La chevelure de Pierre Guyotat. [...]
Disparue, la corde fournie par Boris Pasternak à Marina Tsvetaïeva pour boucler une valise trop bien remplie, corde dont se servit Marina Tsvetaïeva en 1941 pour se pendre. [...]
Pendant l'Occupation de Paris par les Allemands, Jacques Decour rassemble les textes du premier numéro des Lettres Françaises ; quand il est arrêté, sa sœur brûle tous les manuscrits. [...]
Deux hommes ont dérobé le 14 décembre 1999 dans une bibliothèque d'Armagh, Irlande du Nord, une édition rare des
Voyages de Gulliver, vieille de 273 ans et annotée de la main de son auteur, Jonathan Swift.
Pascal Pia détruit deux manuscrits en 1924,
Les Barrières, roman, Le Bouquet d'orties, poèmes, à la stupéfaction de Gaston Gallimard qui s'apprêtait à les publier.
Valéry Larbaud, qui a tenu un journal tout le long de sa vie, en a détruit la plus grande partie ; survivent quelques années : 1931, 1932, 1934, 1935, essentiellement. [...] »


Revenu de deux réunions, je surfe et tombe sur une nouveauté, le blog de la revue Pylone — revue qui m'avait fort intéressé en septembre dernier... La formule actuelle du blog est de proposer chaque semaine le journal d'un écrivain. Cette semaine, Laurent Herrou. Connais pas. Bonne occasion...
Puis, c'est l'heure, sous la pluie, d'aller au sport. Me débarrasser du stress inhérent à la concentration des cours et à l'interaction avec les étudiants, les collègues, l'administration. Pédalant jusqu'à la suée, je lis Philippe Vasset, Bandes alternées, j'avance, ça va mieux que l'autre jour, je lis plus souplement, rien ne se rebelle en moi contre les pluriels, le nous communautaire, le eux de l'exclus contrapuntique, je trouve même un peu ce que j'ai pu observer ici ou là dans le rapport de la génération actuelle à l'esthétique, aux réseaux, à la bricole, à l'absence d'ambition et d'horizon. Justement, je ne vois pas l'horizon du livre. Pas encore. Ou alors, c'est fait exprès.

Commentaires

1. Le mercredi 10 mai 2006 à 08:30, par Michel :

Mandelstam, Pasolini, Guyotat ! comme on est loin de "ouah ! ouah!"

2. Le mercredi 10 mai 2006 à 11:01, par arte :

annesophielifeandworld.ov...

3. Le mercredi 10 mai 2006 à 15:07, par Berlol :

En plus, il y est question des Pépées rousses... Merci !



Jeudi 11 mai 2006. Pendant que les loose-loose se courent après.

Ça y est, il n'y a plus d'esclavage ! Ouf ! Super. On a fait plein de commémorations. Plein plein de Noirs ont été montrés dans de nobles postures, des réussites, de la notabilité. Et la dignité est acquise, au moins sur le papier. Ouais, il y a peut-être quelques domestiques dans de grands apparts qui couchent par terre parce que le monsieur a gardé leur passeport. Mais ça ne compte pas, c'est un crime individuel, ou familial, pas d'État. Et c'est vrai.

• **Lignes de données**
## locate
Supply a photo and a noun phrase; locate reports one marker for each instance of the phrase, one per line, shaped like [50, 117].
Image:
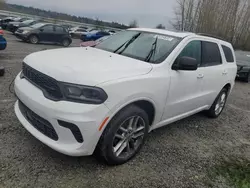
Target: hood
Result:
[14, 23]
[26, 28]
[86, 66]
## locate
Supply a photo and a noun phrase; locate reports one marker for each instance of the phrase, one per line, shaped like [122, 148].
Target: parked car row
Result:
[35, 31]
[3, 42]
[44, 32]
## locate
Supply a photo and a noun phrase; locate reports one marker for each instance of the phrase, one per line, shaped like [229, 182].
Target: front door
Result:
[185, 93]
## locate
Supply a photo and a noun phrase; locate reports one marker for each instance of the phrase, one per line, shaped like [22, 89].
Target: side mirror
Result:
[185, 63]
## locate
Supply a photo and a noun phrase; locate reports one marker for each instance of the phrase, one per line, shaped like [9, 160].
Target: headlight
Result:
[25, 32]
[83, 94]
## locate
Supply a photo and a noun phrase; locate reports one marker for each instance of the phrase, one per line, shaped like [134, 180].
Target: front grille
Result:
[48, 85]
[38, 122]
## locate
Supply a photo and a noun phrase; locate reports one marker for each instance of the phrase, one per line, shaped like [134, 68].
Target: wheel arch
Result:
[146, 104]
[228, 87]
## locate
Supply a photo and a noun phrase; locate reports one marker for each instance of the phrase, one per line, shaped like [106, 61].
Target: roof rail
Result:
[210, 35]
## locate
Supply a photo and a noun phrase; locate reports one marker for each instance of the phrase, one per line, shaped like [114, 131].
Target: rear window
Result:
[210, 54]
[228, 53]
[60, 29]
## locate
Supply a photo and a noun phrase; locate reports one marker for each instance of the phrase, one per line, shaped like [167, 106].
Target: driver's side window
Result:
[193, 50]
[48, 28]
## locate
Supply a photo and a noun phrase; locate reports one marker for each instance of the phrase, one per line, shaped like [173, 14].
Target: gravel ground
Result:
[178, 155]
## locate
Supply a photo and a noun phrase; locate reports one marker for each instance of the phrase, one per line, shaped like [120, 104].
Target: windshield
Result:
[149, 47]
[28, 21]
[102, 39]
[38, 25]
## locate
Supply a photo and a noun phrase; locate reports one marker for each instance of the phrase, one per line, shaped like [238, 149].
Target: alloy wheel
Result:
[129, 137]
[220, 103]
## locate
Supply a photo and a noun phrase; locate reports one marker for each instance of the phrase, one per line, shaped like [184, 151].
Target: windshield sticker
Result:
[164, 37]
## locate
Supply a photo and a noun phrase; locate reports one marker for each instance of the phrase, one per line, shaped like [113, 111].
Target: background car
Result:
[3, 42]
[243, 64]
[13, 26]
[5, 21]
[94, 36]
[1, 31]
[77, 32]
[10, 25]
[43, 32]
[112, 32]
[93, 43]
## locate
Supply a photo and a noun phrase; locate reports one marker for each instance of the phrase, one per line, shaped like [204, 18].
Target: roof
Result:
[165, 32]
[181, 34]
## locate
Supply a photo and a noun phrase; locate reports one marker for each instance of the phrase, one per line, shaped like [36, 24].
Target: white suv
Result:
[107, 99]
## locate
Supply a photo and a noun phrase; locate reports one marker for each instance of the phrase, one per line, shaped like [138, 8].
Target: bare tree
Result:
[229, 19]
[160, 26]
[133, 24]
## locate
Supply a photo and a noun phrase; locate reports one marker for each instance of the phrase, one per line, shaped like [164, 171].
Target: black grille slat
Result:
[38, 122]
[47, 84]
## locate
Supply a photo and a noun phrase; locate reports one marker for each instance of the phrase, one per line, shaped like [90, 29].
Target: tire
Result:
[2, 71]
[33, 39]
[66, 42]
[118, 133]
[215, 110]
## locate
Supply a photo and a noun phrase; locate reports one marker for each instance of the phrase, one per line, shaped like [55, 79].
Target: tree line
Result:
[56, 15]
[227, 19]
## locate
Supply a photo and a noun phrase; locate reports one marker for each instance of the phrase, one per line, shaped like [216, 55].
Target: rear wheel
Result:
[219, 104]
[247, 79]
[124, 136]
[33, 39]
[65, 42]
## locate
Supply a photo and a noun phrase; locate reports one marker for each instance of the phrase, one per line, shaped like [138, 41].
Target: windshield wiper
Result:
[152, 51]
[127, 43]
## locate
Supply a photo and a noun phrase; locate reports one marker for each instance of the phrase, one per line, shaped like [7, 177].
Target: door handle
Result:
[200, 76]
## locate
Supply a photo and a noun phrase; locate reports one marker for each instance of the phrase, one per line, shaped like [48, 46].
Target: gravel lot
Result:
[178, 155]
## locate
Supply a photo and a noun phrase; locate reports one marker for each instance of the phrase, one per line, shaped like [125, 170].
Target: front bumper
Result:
[86, 117]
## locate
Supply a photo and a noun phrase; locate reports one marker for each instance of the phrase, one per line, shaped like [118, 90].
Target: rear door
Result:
[185, 92]
[213, 71]
[60, 33]
[46, 33]
[230, 66]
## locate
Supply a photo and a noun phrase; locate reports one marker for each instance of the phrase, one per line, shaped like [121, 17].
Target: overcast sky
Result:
[148, 13]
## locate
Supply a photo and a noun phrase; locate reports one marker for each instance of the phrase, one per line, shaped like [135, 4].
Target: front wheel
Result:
[33, 39]
[124, 136]
[65, 42]
[247, 79]
[219, 104]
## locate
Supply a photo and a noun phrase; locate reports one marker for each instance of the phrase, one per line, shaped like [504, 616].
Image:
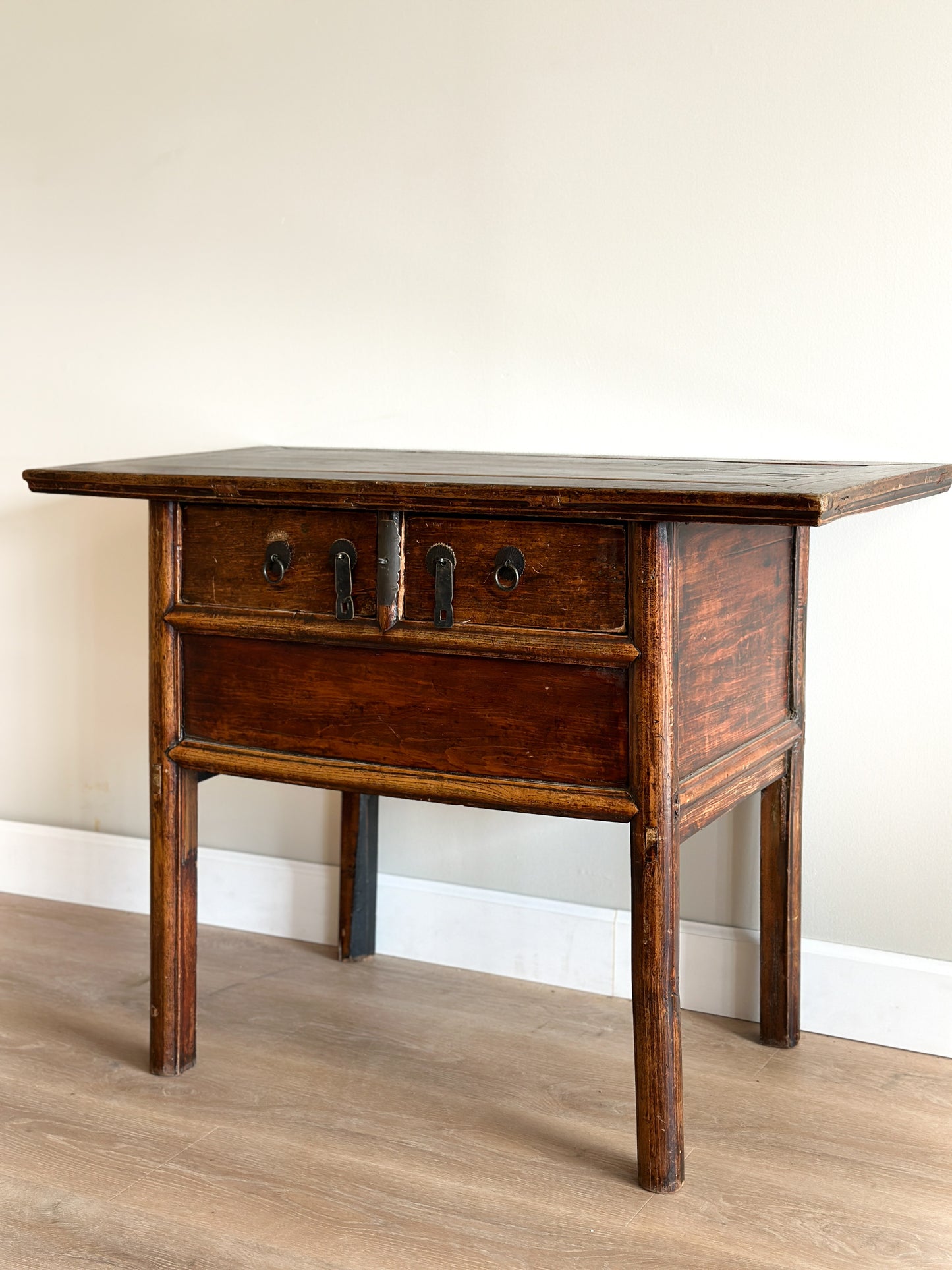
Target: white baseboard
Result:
[886, 998]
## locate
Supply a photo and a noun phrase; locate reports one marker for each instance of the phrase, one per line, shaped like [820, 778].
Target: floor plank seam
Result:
[174, 1156]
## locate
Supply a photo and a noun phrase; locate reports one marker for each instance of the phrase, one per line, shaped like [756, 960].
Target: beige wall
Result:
[620, 227]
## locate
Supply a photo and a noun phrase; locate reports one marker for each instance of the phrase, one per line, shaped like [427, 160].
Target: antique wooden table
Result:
[619, 639]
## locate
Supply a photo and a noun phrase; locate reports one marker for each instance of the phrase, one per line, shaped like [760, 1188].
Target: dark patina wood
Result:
[648, 668]
[174, 818]
[781, 826]
[734, 631]
[467, 715]
[656, 867]
[224, 556]
[358, 877]
[681, 489]
[574, 577]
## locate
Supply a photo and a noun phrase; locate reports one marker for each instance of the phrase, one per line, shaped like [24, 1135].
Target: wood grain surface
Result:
[791, 493]
[224, 550]
[574, 577]
[390, 1114]
[734, 619]
[478, 716]
[173, 816]
[656, 857]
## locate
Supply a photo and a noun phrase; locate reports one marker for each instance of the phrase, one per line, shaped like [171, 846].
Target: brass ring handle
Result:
[277, 558]
[511, 565]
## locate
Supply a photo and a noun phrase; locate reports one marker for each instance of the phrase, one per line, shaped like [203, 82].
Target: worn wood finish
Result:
[224, 550]
[357, 925]
[682, 489]
[173, 821]
[438, 714]
[574, 577]
[574, 647]
[656, 869]
[656, 682]
[781, 827]
[734, 633]
[586, 801]
[715, 789]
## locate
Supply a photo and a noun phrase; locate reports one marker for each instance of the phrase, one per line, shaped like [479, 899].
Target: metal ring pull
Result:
[277, 560]
[511, 565]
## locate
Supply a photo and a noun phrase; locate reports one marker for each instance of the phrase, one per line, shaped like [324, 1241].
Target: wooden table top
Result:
[681, 489]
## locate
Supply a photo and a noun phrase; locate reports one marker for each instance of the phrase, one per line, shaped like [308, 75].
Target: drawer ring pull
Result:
[277, 560]
[511, 565]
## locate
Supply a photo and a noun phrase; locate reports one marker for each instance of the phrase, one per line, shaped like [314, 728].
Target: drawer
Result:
[426, 712]
[574, 577]
[224, 554]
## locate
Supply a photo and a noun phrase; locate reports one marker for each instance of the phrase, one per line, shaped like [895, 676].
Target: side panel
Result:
[734, 619]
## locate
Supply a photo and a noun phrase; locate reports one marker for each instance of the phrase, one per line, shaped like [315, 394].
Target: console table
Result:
[617, 639]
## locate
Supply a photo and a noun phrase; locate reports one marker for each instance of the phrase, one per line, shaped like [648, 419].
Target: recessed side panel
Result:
[734, 621]
[465, 715]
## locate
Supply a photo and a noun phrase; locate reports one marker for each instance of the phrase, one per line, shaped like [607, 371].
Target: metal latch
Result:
[389, 560]
[441, 562]
[345, 556]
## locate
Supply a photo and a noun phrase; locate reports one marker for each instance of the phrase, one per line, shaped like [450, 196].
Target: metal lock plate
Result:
[441, 563]
[345, 556]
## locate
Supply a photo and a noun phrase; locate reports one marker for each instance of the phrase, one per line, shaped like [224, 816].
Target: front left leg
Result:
[657, 1005]
[174, 817]
[656, 868]
[357, 929]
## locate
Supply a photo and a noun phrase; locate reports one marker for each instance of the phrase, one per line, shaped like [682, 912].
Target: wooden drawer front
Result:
[224, 550]
[574, 573]
[478, 716]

• **Liste des exercices**
1. D'après le passage extrait, en quelle année Pascal Pia a-t-il détruit deux manuscrits ?
2. Indiquez si chacune des affirmations suivantes s'accorde avec le passage extrait, en citant les mots qui permettent de trancher : (a) l'édition des Voyages de Gulliver a été dérobée dans une bibliothèque d'Armagh ; (b) Valéry Larbaud a conservé l'intégralité de son journal ; (c) le blog de la revue Pylone propose chaque mois le journal d'un écrivain.
3. Relevez toutes les années du journal de Valéry Larbaud dont le passage extrait indique qu'elles ont survécu.
Appuyez-vous uniquement sur le passage extrait.

• **Corrigé des exercices**
1. En 1924.

2.
(a) Oui : « dans une bibliothèque d'Armagh, Irlande du Nord ».
(b) Non : « en a détruit la plus grande partie ».
(c) Non : « proposer chaque semaine le journal d'un écrivain ».

3. 1931, 1932, 1934, 1935